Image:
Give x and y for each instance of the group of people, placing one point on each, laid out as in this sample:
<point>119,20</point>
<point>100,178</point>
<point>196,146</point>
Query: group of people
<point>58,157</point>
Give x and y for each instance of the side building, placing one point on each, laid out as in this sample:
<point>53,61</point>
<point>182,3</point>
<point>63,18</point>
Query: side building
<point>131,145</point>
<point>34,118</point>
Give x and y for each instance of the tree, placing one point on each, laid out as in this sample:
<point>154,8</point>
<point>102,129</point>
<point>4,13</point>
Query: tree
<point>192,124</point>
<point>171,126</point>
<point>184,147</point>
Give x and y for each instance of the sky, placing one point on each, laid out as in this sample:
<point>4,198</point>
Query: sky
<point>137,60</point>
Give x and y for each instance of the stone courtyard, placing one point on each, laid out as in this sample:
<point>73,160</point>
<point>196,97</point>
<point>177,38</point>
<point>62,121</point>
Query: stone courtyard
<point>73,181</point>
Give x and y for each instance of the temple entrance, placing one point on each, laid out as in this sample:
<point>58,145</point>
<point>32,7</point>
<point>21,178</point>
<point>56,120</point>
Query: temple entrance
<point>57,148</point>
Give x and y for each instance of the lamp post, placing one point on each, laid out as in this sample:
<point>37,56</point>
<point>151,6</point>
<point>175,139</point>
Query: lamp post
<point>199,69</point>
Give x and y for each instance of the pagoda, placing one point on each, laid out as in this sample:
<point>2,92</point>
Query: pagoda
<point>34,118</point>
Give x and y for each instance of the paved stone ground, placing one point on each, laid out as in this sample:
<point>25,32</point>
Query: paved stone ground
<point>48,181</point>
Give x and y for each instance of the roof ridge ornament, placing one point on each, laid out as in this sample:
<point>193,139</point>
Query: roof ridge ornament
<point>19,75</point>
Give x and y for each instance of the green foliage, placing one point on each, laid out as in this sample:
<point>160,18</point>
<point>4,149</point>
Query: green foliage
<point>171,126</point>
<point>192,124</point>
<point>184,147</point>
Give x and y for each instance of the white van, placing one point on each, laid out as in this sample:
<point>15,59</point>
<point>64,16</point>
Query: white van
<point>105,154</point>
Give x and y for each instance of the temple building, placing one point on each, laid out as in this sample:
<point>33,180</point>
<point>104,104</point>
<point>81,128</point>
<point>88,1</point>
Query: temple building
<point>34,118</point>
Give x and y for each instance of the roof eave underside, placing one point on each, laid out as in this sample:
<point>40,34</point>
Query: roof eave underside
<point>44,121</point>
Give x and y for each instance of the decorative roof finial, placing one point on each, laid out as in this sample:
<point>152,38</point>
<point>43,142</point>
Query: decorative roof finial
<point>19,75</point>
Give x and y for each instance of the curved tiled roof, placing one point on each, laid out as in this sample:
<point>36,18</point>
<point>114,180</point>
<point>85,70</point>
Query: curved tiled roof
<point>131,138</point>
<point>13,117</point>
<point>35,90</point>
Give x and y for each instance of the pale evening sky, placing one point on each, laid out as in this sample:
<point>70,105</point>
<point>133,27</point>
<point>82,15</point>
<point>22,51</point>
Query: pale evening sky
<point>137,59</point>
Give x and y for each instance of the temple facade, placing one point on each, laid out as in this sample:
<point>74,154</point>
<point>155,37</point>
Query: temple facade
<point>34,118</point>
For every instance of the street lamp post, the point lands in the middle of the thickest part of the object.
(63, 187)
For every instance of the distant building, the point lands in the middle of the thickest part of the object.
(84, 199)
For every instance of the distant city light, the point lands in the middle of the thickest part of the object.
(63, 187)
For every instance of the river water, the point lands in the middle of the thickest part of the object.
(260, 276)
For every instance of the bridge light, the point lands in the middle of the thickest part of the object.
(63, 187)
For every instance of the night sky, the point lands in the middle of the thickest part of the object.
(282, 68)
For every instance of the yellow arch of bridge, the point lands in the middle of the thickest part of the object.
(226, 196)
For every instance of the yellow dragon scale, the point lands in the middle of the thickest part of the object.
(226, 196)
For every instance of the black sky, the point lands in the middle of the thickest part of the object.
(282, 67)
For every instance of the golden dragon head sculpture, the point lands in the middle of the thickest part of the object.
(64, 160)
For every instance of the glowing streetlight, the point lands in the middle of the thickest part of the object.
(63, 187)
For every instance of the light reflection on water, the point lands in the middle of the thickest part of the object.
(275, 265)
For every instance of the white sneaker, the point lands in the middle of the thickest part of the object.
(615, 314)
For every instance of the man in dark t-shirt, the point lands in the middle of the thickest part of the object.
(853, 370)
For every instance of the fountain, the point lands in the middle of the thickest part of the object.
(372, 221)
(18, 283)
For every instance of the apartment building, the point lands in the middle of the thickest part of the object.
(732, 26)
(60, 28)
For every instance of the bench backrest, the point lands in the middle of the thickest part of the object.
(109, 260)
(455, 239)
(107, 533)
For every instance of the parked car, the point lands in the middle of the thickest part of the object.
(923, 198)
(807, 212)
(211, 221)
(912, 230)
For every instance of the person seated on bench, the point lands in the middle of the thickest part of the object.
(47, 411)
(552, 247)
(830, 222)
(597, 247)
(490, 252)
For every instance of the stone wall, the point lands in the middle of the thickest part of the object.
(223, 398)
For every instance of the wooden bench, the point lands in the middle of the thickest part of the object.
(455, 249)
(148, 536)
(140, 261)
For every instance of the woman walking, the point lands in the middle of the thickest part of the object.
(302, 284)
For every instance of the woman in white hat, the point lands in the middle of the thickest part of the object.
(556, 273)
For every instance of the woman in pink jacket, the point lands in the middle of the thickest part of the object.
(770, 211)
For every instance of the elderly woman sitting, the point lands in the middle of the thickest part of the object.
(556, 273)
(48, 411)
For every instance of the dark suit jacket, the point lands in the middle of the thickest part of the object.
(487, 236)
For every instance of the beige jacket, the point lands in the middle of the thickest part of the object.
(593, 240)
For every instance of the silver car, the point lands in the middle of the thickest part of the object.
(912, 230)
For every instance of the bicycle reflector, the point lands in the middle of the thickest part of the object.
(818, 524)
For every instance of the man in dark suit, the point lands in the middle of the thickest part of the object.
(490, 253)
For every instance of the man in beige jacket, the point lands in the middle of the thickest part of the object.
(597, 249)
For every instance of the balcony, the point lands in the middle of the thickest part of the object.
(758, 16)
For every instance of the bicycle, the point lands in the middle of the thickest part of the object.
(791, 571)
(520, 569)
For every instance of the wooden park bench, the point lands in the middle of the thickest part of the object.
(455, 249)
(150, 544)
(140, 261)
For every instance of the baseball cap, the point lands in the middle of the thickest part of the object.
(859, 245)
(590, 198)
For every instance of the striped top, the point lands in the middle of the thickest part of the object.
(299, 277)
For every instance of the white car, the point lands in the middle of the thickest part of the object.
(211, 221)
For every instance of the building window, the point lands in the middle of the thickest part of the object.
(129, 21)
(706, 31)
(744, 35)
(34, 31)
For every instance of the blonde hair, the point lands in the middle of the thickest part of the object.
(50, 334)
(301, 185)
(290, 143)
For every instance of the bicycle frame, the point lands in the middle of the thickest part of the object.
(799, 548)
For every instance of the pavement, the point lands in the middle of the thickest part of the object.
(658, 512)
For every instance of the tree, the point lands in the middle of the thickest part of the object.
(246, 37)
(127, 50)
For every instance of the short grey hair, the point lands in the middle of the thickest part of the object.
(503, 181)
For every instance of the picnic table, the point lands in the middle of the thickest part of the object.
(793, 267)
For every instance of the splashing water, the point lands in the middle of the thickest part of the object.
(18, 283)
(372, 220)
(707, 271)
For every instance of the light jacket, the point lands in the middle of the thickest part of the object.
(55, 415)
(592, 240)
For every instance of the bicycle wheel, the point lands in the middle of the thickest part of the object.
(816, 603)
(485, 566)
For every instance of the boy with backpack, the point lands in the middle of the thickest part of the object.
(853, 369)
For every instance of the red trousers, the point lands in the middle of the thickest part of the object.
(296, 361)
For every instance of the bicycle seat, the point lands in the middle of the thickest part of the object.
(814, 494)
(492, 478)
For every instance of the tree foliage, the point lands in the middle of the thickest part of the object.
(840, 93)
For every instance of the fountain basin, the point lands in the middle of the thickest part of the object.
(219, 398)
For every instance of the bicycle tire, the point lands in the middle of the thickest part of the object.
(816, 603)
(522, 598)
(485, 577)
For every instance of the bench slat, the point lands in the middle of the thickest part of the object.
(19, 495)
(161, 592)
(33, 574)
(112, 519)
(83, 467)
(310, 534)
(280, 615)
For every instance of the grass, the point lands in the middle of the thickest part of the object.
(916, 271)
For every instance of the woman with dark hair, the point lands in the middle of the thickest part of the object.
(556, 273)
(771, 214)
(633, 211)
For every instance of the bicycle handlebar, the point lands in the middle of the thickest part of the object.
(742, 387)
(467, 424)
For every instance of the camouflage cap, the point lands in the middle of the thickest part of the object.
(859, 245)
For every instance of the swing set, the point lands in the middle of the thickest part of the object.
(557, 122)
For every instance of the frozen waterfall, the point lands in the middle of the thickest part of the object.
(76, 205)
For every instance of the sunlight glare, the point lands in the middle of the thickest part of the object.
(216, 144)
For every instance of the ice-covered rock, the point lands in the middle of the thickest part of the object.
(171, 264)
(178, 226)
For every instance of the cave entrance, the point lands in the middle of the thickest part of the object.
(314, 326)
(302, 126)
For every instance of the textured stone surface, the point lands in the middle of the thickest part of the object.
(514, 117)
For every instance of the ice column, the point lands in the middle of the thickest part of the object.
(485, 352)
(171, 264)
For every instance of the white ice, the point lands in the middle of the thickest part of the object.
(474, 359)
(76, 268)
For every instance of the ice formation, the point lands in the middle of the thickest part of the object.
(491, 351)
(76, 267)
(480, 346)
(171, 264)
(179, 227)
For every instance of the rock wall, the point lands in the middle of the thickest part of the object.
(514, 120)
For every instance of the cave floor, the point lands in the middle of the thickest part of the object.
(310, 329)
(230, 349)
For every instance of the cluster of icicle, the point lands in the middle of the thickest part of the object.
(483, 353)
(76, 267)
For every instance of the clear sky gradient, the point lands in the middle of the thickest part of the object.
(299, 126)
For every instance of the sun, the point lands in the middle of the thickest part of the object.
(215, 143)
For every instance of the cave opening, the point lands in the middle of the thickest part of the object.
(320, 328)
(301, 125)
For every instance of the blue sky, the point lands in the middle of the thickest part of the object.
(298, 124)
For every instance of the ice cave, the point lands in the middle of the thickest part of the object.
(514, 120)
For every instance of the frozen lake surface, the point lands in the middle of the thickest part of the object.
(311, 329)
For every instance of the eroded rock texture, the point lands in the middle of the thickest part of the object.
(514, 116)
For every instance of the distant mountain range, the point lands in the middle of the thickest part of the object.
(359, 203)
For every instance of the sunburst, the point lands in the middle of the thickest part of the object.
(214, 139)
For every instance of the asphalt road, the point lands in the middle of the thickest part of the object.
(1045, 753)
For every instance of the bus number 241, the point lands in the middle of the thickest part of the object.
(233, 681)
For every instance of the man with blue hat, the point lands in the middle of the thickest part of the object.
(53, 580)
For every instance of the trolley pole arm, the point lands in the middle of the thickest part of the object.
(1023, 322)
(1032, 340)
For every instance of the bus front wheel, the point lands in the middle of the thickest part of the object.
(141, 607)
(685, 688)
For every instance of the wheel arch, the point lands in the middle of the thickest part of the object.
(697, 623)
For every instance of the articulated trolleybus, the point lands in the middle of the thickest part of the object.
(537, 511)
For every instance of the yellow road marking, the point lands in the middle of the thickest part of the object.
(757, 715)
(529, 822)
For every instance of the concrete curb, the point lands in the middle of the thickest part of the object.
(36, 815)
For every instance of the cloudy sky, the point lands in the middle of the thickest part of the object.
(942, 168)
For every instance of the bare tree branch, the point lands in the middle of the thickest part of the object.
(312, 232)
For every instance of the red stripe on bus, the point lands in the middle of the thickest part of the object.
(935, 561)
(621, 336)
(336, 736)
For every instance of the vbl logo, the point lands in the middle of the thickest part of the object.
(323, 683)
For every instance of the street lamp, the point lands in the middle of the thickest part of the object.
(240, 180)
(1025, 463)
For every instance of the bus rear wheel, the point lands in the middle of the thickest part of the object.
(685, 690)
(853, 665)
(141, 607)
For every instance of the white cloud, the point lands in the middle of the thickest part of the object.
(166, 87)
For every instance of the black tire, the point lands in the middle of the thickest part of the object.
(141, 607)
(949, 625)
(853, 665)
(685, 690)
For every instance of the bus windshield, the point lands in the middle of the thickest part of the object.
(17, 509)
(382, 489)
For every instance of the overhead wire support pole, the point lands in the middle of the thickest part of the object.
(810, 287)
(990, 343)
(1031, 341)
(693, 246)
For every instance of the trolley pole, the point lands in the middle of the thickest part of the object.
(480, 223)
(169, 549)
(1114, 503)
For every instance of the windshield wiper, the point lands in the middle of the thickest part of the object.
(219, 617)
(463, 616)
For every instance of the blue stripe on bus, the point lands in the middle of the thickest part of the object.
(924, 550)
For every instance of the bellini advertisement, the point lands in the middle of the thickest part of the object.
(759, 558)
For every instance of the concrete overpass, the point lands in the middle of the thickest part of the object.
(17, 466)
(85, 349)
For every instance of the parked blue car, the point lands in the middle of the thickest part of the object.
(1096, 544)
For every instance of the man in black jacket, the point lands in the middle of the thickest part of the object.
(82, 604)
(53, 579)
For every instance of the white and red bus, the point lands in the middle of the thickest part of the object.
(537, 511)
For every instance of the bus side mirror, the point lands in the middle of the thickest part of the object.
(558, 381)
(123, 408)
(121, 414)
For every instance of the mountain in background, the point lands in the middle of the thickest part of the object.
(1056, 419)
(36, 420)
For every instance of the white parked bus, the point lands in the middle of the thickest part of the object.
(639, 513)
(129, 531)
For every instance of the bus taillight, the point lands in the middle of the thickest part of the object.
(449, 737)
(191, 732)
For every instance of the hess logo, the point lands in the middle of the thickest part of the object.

- - - -

[Exercise description] Please reproduce exactly the lines from the first one of the records above through the line containing "<point>53,61</point>", both included, and nothing else.

[Exercise response]
Image:
Give x and y for each instance of the group of people, placing one point on each, laid out as in this sample:
<point>119,20</point>
<point>100,178</point>
<point>196,146</point>
Query: group of people
<point>58,157</point>
Give x and y for each instance of the side building, placing one point on each, laid out as in this sample:
<point>53,61</point>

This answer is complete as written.